**Your goal**.
Revise the material below by replacing "photo" with "image" throughout and keeping everything else the same. Leave the pictures out of your answer.

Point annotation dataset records
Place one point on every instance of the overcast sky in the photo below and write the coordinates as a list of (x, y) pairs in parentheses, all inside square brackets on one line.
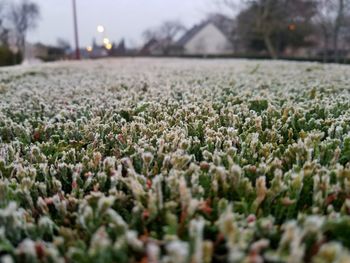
[(121, 18)]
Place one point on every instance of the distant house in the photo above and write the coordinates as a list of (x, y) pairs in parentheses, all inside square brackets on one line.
[(212, 37), (159, 47)]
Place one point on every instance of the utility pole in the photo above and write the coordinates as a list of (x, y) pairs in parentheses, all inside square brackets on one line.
[(76, 34)]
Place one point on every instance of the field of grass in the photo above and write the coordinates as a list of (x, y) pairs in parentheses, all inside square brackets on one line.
[(140, 160)]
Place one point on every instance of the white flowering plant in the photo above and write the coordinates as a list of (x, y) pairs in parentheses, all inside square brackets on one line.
[(152, 160)]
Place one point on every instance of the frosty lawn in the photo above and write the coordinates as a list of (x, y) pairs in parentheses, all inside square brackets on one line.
[(140, 160)]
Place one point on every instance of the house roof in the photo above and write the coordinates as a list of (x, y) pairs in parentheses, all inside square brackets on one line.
[(222, 23)]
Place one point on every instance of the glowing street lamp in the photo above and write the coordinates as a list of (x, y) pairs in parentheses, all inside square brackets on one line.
[(106, 41), (100, 29), (109, 46)]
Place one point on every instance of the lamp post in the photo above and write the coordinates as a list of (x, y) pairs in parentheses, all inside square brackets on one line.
[(76, 35)]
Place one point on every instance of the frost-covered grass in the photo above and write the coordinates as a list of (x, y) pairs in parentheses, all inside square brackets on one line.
[(175, 161)]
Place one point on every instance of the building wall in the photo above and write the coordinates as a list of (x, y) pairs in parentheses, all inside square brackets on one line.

**Result for this task**.
Place one point on every instance of the overcast sky in the image below and write the coordinates as a list of (x, y) pairs in parentheses, all inside square brackets on one line.
[(121, 18)]
Place one point on every instance of the distant house in the image above and write the coordinates as a list of (x, y) pairs in parentheses, all inside square brackets on one line.
[(212, 37), (159, 47)]
Place one point on every instance of the utility pole in the image above and write the coordinates as a list of (x, y) pairs in parentheses, all inside square brackets on one line.
[(76, 34)]
Place one point on every instance of the field of grass in the image above and write the coordinates as a list of (x, y) pairs in parentheses, all inside square brackets on one line.
[(140, 160)]
Place one point on every instance of the white flowering plant in the image above and write the coordinates as a list of (x, y) pairs in parentheses, all inside square brackets on one line.
[(152, 160)]
Place one point on every instance of the frosty lawn in the image above and write the coordinates as a list of (x, y) pairs in parentheses, all inside square brackets on one line.
[(140, 160)]
Place one point on every instance of the house roof in the image above and write the coordinates as a list of (x, y) pairs in parentheses, all inside square brackets on one line.
[(222, 23)]
Place one point on every instance of the glowing street lamp in the image above and write the coordinates as a list of (x, y) pairs in parentheses, all inside square brackets on one line.
[(106, 41), (100, 29), (109, 46)]
Place one point on every instance of the lamp post in the image above and write the coordinates as a list of (x, y) pairs in parentheses, all inside square brackets on one line.
[(76, 35)]
Place one point on every instance of the frost-covered grass in the image above and write the coordinates as a list of (x, y) pairs in parentheses, all inside square brackets on one line.
[(175, 161)]
Place one point on every instance of the building wall in the image above and write the coordinates as a list of (x, y) pairs in parentheses, all inside square brackets on one line.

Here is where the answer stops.